**PROBLEM DETAILS:** Transcribe the material word for word, but without the images.

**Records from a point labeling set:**
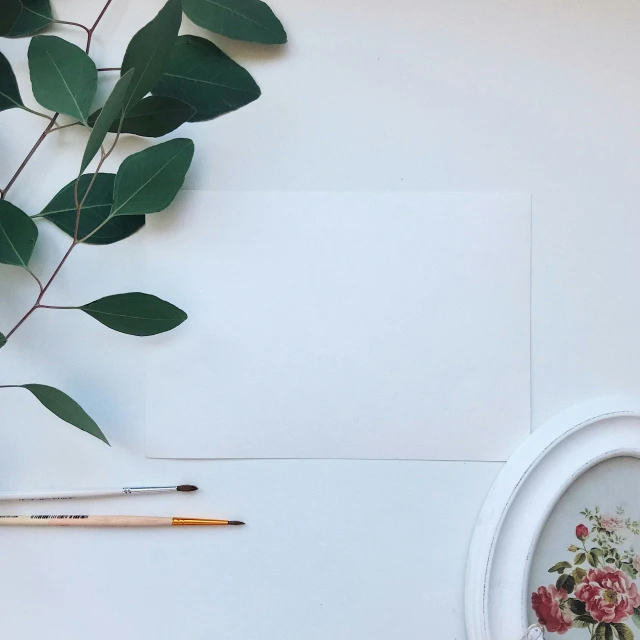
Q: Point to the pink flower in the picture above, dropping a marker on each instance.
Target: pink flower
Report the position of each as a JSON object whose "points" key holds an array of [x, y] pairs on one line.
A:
{"points": [[608, 594], [550, 605], [582, 533], [610, 523]]}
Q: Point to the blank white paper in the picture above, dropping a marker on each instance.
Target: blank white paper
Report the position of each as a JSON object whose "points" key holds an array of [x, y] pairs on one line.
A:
{"points": [[341, 325]]}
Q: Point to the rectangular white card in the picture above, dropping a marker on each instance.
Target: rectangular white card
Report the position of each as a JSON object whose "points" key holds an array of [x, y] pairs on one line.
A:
{"points": [[341, 325]]}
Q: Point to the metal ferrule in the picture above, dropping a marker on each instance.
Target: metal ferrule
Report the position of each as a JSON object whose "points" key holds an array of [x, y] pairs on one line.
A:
{"points": [[197, 521], [129, 490]]}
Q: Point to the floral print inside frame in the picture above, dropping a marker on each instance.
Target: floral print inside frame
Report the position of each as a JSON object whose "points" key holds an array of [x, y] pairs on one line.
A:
{"points": [[596, 588]]}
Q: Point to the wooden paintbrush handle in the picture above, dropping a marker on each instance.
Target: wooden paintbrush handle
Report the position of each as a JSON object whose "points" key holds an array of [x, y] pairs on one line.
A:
{"points": [[85, 521]]}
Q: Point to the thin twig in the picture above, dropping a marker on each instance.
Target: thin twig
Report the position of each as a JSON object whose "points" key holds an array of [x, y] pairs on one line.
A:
{"points": [[39, 141], [35, 277], [96, 23], [64, 126], [73, 24], [51, 306]]}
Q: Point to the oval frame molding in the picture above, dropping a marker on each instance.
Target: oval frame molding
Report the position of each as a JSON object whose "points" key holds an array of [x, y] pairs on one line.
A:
{"points": [[520, 501]]}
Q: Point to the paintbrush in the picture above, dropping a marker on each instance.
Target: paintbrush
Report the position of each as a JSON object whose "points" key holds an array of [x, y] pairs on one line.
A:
{"points": [[108, 521], [92, 493]]}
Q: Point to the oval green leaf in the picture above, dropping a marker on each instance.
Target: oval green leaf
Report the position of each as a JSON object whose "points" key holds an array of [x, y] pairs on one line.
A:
{"points": [[9, 13], [153, 117], [9, 92], [96, 209], [35, 16], [249, 20], [111, 110], [148, 52], [18, 235], [149, 180], [138, 314], [560, 567], [63, 77], [206, 78], [65, 408]]}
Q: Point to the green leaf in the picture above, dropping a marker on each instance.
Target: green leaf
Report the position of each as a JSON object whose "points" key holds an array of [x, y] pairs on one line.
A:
{"points": [[636, 617], [578, 573], [35, 16], [149, 180], [149, 50], [583, 621], [566, 581], [95, 210], [64, 78], [203, 76], [9, 12], [624, 633], [109, 113], [250, 20], [65, 408], [153, 117], [577, 606], [138, 314], [18, 235], [9, 92]]}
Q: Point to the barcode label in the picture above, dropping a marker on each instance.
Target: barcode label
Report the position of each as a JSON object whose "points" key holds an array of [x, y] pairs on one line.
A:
{"points": [[57, 517]]}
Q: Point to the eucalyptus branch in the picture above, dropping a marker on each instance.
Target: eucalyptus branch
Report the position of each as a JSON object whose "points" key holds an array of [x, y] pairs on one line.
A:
{"points": [[39, 141], [73, 24], [52, 122], [95, 24], [50, 127], [35, 277], [35, 113], [64, 126]]}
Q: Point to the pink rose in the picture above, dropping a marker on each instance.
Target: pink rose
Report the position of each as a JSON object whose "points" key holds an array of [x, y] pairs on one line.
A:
{"points": [[550, 605], [608, 594], [610, 523], [582, 533]]}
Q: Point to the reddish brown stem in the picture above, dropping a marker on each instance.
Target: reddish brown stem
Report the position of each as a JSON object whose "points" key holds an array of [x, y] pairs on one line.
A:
{"points": [[73, 24], [96, 23], [30, 155]]}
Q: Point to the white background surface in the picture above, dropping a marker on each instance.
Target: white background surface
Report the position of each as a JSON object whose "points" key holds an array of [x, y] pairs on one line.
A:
{"points": [[342, 325], [534, 96]]}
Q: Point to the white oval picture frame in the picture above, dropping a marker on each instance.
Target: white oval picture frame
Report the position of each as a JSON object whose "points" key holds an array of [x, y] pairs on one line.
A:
{"points": [[536, 476]]}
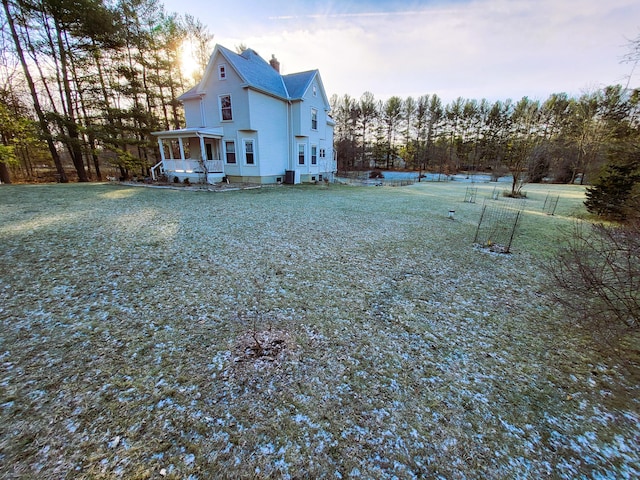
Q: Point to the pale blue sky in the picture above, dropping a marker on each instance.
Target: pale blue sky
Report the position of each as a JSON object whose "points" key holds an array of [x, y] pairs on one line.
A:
{"points": [[494, 49]]}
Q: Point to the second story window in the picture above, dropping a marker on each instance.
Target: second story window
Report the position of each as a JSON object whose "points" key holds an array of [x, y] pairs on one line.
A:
{"points": [[249, 154], [226, 113], [230, 151]]}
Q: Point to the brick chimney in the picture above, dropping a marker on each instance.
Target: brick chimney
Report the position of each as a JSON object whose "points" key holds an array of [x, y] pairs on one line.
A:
{"points": [[274, 63]]}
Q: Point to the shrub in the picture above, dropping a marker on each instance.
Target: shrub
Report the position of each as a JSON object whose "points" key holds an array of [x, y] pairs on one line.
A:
{"points": [[596, 277], [610, 195]]}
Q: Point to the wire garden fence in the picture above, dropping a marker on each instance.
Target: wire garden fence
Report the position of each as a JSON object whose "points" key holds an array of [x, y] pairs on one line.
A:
{"points": [[497, 226]]}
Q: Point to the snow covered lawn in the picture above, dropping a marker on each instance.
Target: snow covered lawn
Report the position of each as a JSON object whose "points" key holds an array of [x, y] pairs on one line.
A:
{"points": [[294, 332]]}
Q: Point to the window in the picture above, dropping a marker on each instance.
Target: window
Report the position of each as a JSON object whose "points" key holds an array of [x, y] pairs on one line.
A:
{"points": [[230, 151], [249, 155], [225, 108]]}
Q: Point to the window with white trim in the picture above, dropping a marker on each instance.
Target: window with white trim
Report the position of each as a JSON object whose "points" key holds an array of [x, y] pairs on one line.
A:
{"points": [[249, 154], [226, 113], [230, 151]]}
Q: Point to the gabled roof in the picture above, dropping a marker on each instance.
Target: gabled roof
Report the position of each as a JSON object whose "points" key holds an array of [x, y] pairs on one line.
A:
{"points": [[298, 83], [257, 74], [255, 71]]}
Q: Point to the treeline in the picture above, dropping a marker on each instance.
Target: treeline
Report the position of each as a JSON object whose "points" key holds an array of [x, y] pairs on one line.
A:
{"points": [[561, 139], [83, 80]]}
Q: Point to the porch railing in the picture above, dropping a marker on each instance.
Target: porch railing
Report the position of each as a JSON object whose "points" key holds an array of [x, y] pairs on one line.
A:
{"points": [[193, 166]]}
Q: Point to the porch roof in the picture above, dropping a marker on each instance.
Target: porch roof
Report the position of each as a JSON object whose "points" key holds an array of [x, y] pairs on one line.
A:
{"points": [[207, 132]]}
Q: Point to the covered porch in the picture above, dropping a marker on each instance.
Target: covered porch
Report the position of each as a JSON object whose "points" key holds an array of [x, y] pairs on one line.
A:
{"points": [[190, 153]]}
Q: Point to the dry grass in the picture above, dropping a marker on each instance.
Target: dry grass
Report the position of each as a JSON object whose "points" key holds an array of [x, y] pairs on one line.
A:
{"points": [[293, 332]]}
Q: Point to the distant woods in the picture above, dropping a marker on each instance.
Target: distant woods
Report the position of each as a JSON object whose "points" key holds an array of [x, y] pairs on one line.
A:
{"points": [[560, 139], [83, 83], [85, 80]]}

**WRITTEN RESPONSE:**
Q: Point to the pink flower in the picture above, dropping a marker on each instance.
Target: pink flower
Report the position of each as a JSON object whose "points" key holds an array of [x, y] pairs on one line.
A:
{"points": [[608, 594], [550, 605], [582, 533], [610, 523]]}
Q: Point to the blank white paper in the picture above, dropping a marker on each instance.
Target: blank white paper
Report the position of each as a JSON object whose "points" key holds an array of [x, y] pairs on one line.
A:
{"points": [[341, 325]]}
Q: Point to the rectangular white card in the picture above, dropping a marker on each instance.
Target: rectangular white card
Report the position of each as a JSON object whose "points" key holds an array of [x, y] pairs on one line.
A:
{"points": [[341, 325]]}
Q: Point to the metal ferrule in the picture above, dropping a marker on each instance.
Target: metal ferrule
Report the position of each as a JSON object whose "points" key holds an array of [x, y] pairs on one line.
A:
{"points": [[197, 521], [129, 490]]}
Q: Point to the floral print inside frame in the picture above, dropping a marker on each instance.
Target: floral print inside frame
Report the position of each as a JSON object whose "points" key holds an array of [x, y] pairs on one line.
A:
{"points": [[596, 588]]}
Q: Point to the wooden paintbrush handle in the picture above, dropping a marker on each instance.
Target: wooden paintbrush handle
Report the position of each as a JSON object whose "points" key holds an array of [x, y] pairs on one line.
A:
{"points": [[85, 521]]}
Q: Point to the thin twig in the picture above, dropping a marker on each instance.
Target: thin twig
Report the position of each as a JSON object whose "points" key holds an array of [x, y] pairs on one line.
A:
{"points": [[39, 141], [35, 277], [96, 23], [64, 126], [73, 24], [51, 306]]}
Q: Point to the oval frame molding in the picture above, dropping a marker on each instance.
Target: oval frame molding
Report the position of each as a JSON object whose "points" key holds an array of [x, y] pairs on one line.
A:
{"points": [[520, 501]]}
Q: Point to the paintbrush in the picture above, dropping a marker on each instance.
Target: paintbrush
Report the position of each as a JSON object whose "points" key holds an array of [x, y] pairs on one line.
A:
{"points": [[108, 521], [92, 493]]}
Q: Point to the oval green leaf in the picture above, dropping a marker on each instance.
Target: oval green leaf
Report the position of each as a JSON object whose "points" key holds an array of [x, y] pairs on one line.
A:
{"points": [[9, 13], [153, 117], [9, 92], [96, 209], [35, 16], [249, 20], [111, 110], [148, 52], [18, 235], [149, 180], [138, 314], [560, 567], [63, 77], [206, 78], [65, 408]]}
Q: Point to the green leaf in the picture above, dropping a marker on each instance.
Target: green leaf
Report the position of each as a JSON object whose "points" key holds an array of [x, y] pairs on one line.
A:
{"points": [[636, 617], [578, 573], [35, 16], [149, 180], [149, 50], [583, 621], [566, 581], [95, 210], [64, 78], [203, 76], [9, 12], [624, 633], [109, 113], [250, 20], [65, 408], [153, 117], [577, 606], [138, 314], [18, 235], [9, 92]]}
Q: Point to the barcode label in the picture above, dropping a marker on each instance.
Target: barcode label
Report the position of each as a JSON object whose "points" key holds an array of [x, y] pairs on one line.
A:
{"points": [[57, 517]]}
Q: Point to the eucalyptus branch in the picture above, dropping a marker on each instance.
Target: eucalyptus branch
Report the position of each as a JSON object whose "points" key holds an array of [x, y] pairs on one line.
A:
{"points": [[39, 141], [73, 24], [52, 122], [95, 24], [50, 127], [35, 277], [35, 113], [64, 126]]}
Q: Point to the pink rose in the picture above, dropping a marker on each instance.
Target: pink rose
Report the position of each as a JSON object whose "points" key holds an array of [x, y] pairs on one line.
A:
{"points": [[550, 605], [608, 594], [610, 523], [582, 533]]}
Q: Point to the reddish brown stem in the picture above, dropping a marker on each instance.
Target: reddish brown stem
Report the position of each as a JSON object whose "points" key holds an array of [x, y] pairs on one line.
A:
{"points": [[73, 24], [96, 23], [30, 155]]}
Q: Point to the white background surface in the picture above, dropping a marker on each instance.
Target: white background surface
Report the position of each as a JSON object whose "points" key holds an array of [x, y] pairs on one line.
A:
{"points": [[342, 325], [534, 96]]}
Q: Point to the white oval picture frame in the picture above, dropping a marker on each instance.
Target: white oval picture frame
Report the position of each as a JSON object whose "points" key holds an array of [x, y] pairs on one line.
A:
{"points": [[536, 476]]}
Q: Point to the pale blue sky in the picture above, dropping a marker on each instance.
Target: pale blue sky
Report the position of each as a JSON object whose "points" key holds an array of [x, y] pairs on one line.
A:
{"points": [[494, 49]]}
Q: Point to the second story window in the picture above, dropping a marker on each instance.
Target: second story window
Report the position of each as a JSON object whose "points" key holds an array of [x, y] pairs on one line.
A:
{"points": [[249, 154], [226, 113], [230, 151]]}
Q: Point to the brick chimney in the picture above, dropping a marker on each instance.
Target: brick chimney
Report the position of each as a JSON object whose "points" key holds an array of [x, y] pairs on one line.
A:
{"points": [[274, 63]]}
Q: Point to the shrub in the picture above, dropping a marker on each instance.
Target: shrub
Report the position of each as a JSON object whose "points" key holds an array of [x, y] pairs on one line.
A:
{"points": [[596, 277], [610, 195]]}
Q: Point to the wire garden fence in the picture above, dropping a marker on each instance.
Target: wire garden fence
Report the position of each as a JSON object whose "points" key holds an array of [x, y] pairs on one line.
A:
{"points": [[497, 226]]}
Q: Point to the snow covered lawn in the picture above, dropping a marker on each instance.
Target: snow covered lawn
Report the position of each as a JSON object whose "points" key holds an array of [x, y] pairs on one line.
A:
{"points": [[294, 332]]}
Q: Point to the window in the picture above, dropping a marker on each instance.
Target: window
Report the position of each as a JSON object whose "points" key holds an array of [x, y] pairs on one line.
A:
{"points": [[230, 151], [249, 155], [225, 108]]}
Q: Point to the window with white trim in the picture above, dropping a marker on each instance.
Target: window with white trim
Report the position of each as a JSON object whose "points" key holds an array of [x, y] pairs on one line.
A:
{"points": [[249, 154], [226, 113], [230, 151]]}
Q: Point to the gabled roof in the picture above, dropping a marker on each instance.
Target: gabled roof
Report the position of each as a JSON object whose "points" key holds an array of [x, y] pairs on one line.
A:
{"points": [[298, 83], [257, 74], [255, 71]]}
Q: Point to the treeline in the picture above, dropping a marker on each instance.
Target: treeline
Report the position of each as a JSON object whose "points" key holds an array of [x, y] pairs on one line.
A:
{"points": [[561, 139], [83, 80]]}
Q: Point to the porch railing in the picture above, dropping a marker on each instance.
Target: porch railing
Report the position of each as a JSON object whose "points" key holds an array of [x, y] pairs on one line.
A:
{"points": [[193, 166]]}
Q: Point to the porch roof in the picture above, dropping a marker on each instance.
Target: porch roof
Report the position of each as a JSON object whose "points" key holds an array of [x, y] pairs on one line.
A:
{"points": [[207, 132]]}
Q: Point to the covered porch in the picture above, dropping a marker on each instance.
Target: covered porch
Report the position of each as a JSON object whose "points" key holds an array of [x, y] pairs on one line.
A:
{"points": [[190, 153]]}
Q: Point to the dry grass in the picture above, dropping a marker on each instance.
Target: dry grass
Report the position of each as a JSON object whose "points" key holds an array of [x, y] pairs on one line.
A:
{"points": [[293, 332]]}
Q: Point to the distant woods in the picture above, dropping a marker on each instance.
Target: distant woods
Report the position of each as a JSON object whose "points" key holds an array of [x, y] pairs on one line.
A:
{"points": [[560, 139], [83, 83], [85, 80]]}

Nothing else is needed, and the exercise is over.